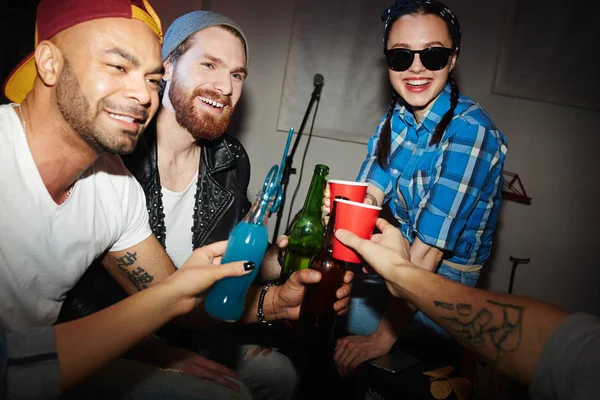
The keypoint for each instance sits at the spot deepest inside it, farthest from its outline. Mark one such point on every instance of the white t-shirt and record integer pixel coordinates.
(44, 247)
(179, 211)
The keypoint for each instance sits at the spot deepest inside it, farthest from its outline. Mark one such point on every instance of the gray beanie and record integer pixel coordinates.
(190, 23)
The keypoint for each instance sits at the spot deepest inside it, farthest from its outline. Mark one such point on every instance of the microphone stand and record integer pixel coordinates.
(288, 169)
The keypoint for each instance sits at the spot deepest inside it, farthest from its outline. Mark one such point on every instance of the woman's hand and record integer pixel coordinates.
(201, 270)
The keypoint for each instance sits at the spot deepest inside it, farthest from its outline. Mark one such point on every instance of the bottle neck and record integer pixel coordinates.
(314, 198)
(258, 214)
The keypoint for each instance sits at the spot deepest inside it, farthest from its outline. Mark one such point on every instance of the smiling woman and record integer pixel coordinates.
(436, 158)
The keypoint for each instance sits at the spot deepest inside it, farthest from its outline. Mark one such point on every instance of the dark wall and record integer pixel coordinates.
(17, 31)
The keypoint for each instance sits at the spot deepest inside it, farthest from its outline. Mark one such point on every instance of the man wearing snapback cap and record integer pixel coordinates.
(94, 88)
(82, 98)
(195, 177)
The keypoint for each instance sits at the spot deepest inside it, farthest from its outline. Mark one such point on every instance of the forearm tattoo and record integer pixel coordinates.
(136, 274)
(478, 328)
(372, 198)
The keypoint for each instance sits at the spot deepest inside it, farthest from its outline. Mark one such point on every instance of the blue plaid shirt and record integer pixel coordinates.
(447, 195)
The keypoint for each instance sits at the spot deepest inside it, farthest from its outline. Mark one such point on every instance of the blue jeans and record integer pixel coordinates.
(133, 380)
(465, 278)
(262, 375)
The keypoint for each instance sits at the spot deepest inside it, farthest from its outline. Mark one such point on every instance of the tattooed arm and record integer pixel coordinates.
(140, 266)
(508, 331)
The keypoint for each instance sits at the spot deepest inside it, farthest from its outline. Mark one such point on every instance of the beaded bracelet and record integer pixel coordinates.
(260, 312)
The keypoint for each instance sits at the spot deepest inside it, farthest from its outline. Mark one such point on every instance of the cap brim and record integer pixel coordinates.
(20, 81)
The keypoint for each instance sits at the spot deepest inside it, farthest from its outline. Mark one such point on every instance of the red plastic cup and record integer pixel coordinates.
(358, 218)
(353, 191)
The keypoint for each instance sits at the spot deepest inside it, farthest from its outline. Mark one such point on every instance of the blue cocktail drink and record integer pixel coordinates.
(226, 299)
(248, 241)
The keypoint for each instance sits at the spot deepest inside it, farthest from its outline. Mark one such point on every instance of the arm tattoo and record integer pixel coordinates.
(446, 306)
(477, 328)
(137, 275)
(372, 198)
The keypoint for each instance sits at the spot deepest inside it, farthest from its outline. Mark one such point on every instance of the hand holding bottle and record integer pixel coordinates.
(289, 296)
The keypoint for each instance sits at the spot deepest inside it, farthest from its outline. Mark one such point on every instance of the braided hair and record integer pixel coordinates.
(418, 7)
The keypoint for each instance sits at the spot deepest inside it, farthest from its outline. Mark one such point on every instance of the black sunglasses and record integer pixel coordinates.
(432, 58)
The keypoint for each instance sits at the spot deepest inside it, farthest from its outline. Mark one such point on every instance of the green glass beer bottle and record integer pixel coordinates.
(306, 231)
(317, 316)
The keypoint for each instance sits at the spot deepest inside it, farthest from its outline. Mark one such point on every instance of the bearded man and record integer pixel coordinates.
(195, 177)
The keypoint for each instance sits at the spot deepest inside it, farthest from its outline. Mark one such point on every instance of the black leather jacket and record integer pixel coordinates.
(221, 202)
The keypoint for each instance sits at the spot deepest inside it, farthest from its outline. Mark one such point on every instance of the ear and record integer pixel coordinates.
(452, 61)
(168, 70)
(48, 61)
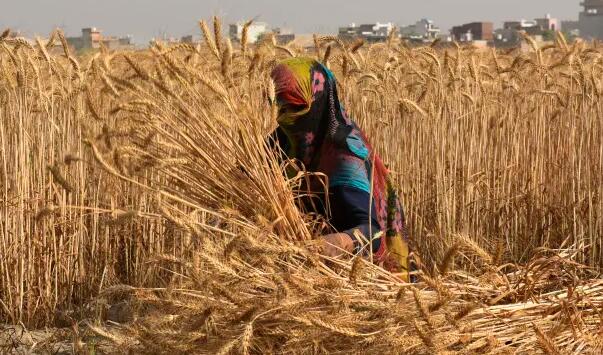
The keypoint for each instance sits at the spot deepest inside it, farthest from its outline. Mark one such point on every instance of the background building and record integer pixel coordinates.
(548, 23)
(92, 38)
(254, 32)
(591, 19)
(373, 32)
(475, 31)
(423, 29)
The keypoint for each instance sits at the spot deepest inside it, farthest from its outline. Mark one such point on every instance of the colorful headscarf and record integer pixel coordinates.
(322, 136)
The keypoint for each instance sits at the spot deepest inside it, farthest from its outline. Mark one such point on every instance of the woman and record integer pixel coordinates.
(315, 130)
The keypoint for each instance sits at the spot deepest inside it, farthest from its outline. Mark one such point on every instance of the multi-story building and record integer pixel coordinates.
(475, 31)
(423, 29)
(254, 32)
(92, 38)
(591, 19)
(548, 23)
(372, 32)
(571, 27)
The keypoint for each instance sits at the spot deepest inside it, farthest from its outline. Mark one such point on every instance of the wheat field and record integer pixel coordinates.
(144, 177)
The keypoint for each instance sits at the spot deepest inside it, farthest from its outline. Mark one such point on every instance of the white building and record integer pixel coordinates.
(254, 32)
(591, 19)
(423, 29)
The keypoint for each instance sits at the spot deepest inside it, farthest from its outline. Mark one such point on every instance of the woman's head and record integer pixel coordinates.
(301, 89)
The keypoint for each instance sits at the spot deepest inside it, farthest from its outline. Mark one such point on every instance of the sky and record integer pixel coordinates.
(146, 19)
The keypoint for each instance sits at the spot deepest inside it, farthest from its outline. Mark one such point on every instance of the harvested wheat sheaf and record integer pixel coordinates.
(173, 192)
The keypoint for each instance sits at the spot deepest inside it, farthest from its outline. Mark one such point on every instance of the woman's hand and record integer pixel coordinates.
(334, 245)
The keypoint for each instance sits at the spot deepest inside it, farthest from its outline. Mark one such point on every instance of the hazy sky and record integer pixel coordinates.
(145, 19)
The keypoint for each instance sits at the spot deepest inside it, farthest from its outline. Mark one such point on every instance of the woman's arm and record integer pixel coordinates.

★ ★ ★ ★ ★ ★ ★

# AIM OF THE EXERCISE
Return all of the data exactly as written, and drop the pictures.

# EXERCISE SOLUTION
The keypoint for each instance sits at the spot deepest inside it, farthest from its outline. Mark one such point on every instance of the white t-shirt and record integer pixel coordinates.
(44, 247)
(179, 211)
The keypoint for each instance sits at the spot deepest inside it, farthest from its outline. Mark one such point on every instance of the gray beanie and record integer pixel coordinates.
(190, 23)
The keypoint for each instance sits at the spot deepest inside it, farthest from its outline. Mark one such point on every instance of the microphone stand and record integer pixel coordinates.
(288, 169)
The keypoint for each instance sits at the spot deepest inside it, farthest from its outline. Mark one such point on every instance of the woman's hand and record integer pixel coordinates.
(201, 270)
The keypoint for each instance sits at the spot deepest inside it, farthest from its outline. Mark one such point on every instance of the bottle neck and record integer pixel coordinates.
(314, 198)
(258, 214)
The keypoint for each instance sits at the spot deepest inside it, farthest from its outline. Mark one such point on every instance of the smiling woman and record integer pixel coordinates.
(436, 158)
The keypoint for each instance sits at the spot deepest inside it, farthest from its outline. Mark one such point on every instance of the dark wall and record integer pixel coordinates.
(17, 31)
The keypoint for each instance sits at the spot deepest inside it, farthest from its outline. Mark one such point on every instance of the man wearing snapback cap and record integer pixel coordinates.
(94, 88)
(82, 98)
(195, 177)
The keypoint for each instance sits at the spot deepest inside it, farthest from its outline. Mark one such point on every instance of the forearm tattoo and record integer pixel coordinates.
(136, 274)
(478, 328)
(372, 198)
The keypoint for each instance sits at the spot deepest inside it, farthest from its outline. Mark one such point on every instance of the blue plaid shirt and record integer pixel coordinates.
(447, 195)
The keypoint for each instance sits at the spot deepest inside it, farthest from its outline. Mark one such point on every instance of the blue jeans and record integer pixel coordinates.
(133, 380)
(465, 278)
(262, 375)
The keypoint for each instance sits at the spot deepest inside it, farthest from its outline. Mark one such point on every instance of the tattooed arm and record integer pixel coordinates.
(140, 266)
(508, 331)
The keypoint for each instance sits at the spot deepest inside it, farthest from its outline. Mark one such point on every instance of the beaded bracelet and record integer pixel coordinates.
(260, 312)
The keypoint for each instance sits at the spot deepest inside it, farthest from its outline. Mark one such point on every instance of the cap brim and record integer pixel coordinates.
(20, 81)
The keypoint for each instance sits at the spot deepest inside it, farthest from its outline. Mark one such point on every instance of the red plastic cup and record integer pixel coordinates.
(358, 218)
(353, 191)
The keypoint for each instance sits at the spot deepest inside it, farthest from its outline. Mark one such point on every instance of the blue cocktail drink and record integer pixel coordinates.
(226, 299)
(248, 241)
The keypoint for each instance sits at the spot deepest inside it, farthest from its outline. Mark one such point on every instance of the arm tattoo and record integer pixel coordinates.
(446, 306)
(477, 328)
(137, 275)
(372, 198)
The keypoint for each instance sits at the spot deepest inside it, farthest from its outline. Mark one such point on every instance of the hand holding bottle and record integer pixel coordinates.
(289, 296)
The keypoint for each instance sits at the spot deepest inside it, farthest from its outline. Mark one such point on every instance of the braided hair and record integer pixel coordinates.
(418, 7)
The keypoint for each instance sits at the spot deepest inside it, farthest from its outline. Mark one such point on every instance of the black sunglasses and record integer pixel coordinates.
(432, 58)
The keypoint for each instance sits at the spot deepest inside it, farthest from its outline. Mark one such point on every instance of the green glass beer bottle and record integer pixel coordinates.
(306, 231)
(317, 316)
The keypoint for each instance sits at the spot deepest inside it, farthest from its outline. Mark one such point on every instance of the bearded man and record integer pixel coordinates.
(195, 177)
The keypoint for each instance sits at the spot deepest inside it, farthest from its outline. Mark one such point on every instance of the black leather jacket and record integer pixel coordinates.
(221, 202)
The keypoint for each instance sits at the spot deepest inside it, farthest from its outline. Mark one such point on every instance of the ear and record integer pixel coordinates.
(452, 61)
(168, 70)
(48, 61)
The keypoint for each instance sits at the spot deepest inside it, farthest from its outline. Mark one such point on every instance of the background building and record integer pixel coordinates.
(548, 23)
(92, 38)
(254, 32)
(591, 19)
(373, 32)
(475, 31)
(423, 29)
The keypoint for each instance sits at the spot deepest inside it, farthest from its outline. Mark one such point on every instance of the colorful headscarf and record integer pixel coordinates.
(322, 136)
The keypoint for each instance sits at the spot deepest inside it, farthest from its outline. Mark one such point on every instance of the woman and record integer pixel coordinates.
(315, 130)
The keypoint for each instance sits at the spot deepest inside it, farthest from its outline. Mark one such point on every instance of the multi-story building and record integer pixel coordinates.
(475, 31)
(423, 29)
(254, 32)
(92, 38)
(591, 19)
(548, 23)
(372, 32)
(571, 27)
The keypoint for each instance sits at the spot deepest inside it, farthest from its outline. Mark one such point on every instance of the wheat field and record integer pixel coordinates.
(144, 177)
The keypoint for each instance sits at the spot deepest inside it, farthest from its outline. Mark one such point on every instance of the white building and record integer pixel coordinates.
(254, 32)
(591, 19)
(423, 29)
The keypoint for each instance sits at the spot deepest inside it, farthest from its outline. Mark one such point on every instance of the woman's head and record integer pixel coordinates.
(301, 89)
The keypoint for each instance sits at the spot deepest inside it, farthest from its outline. Mark one such point on every instance of the sky and record integer pixel coordinates.
(146, 19)
The keypoint for each instance sits at the spot deepest inside it, farthest from its outline. Mark one such point on every instance of the harvested wheat sheaf and record integer pixel coordinates.
(173, 192)
The keypoint for each instance sits at the spot deepest inside it, farthest from its outline. Mark one such point on every instance of the woman's hand and record integer pixel coordinates.
(334, 245)
The keypoint for each instance sits at the spot deepest inside it, farthest from its outline. Mark one such point on every instance of the hazy sky and record integer pixel coordinates.
(145, 19)
The keypoint for each instance sits at the spot deepest inside it, farthest from its outline. Mark one such point on every instance of the woman's arm and record integer pixel coordinates.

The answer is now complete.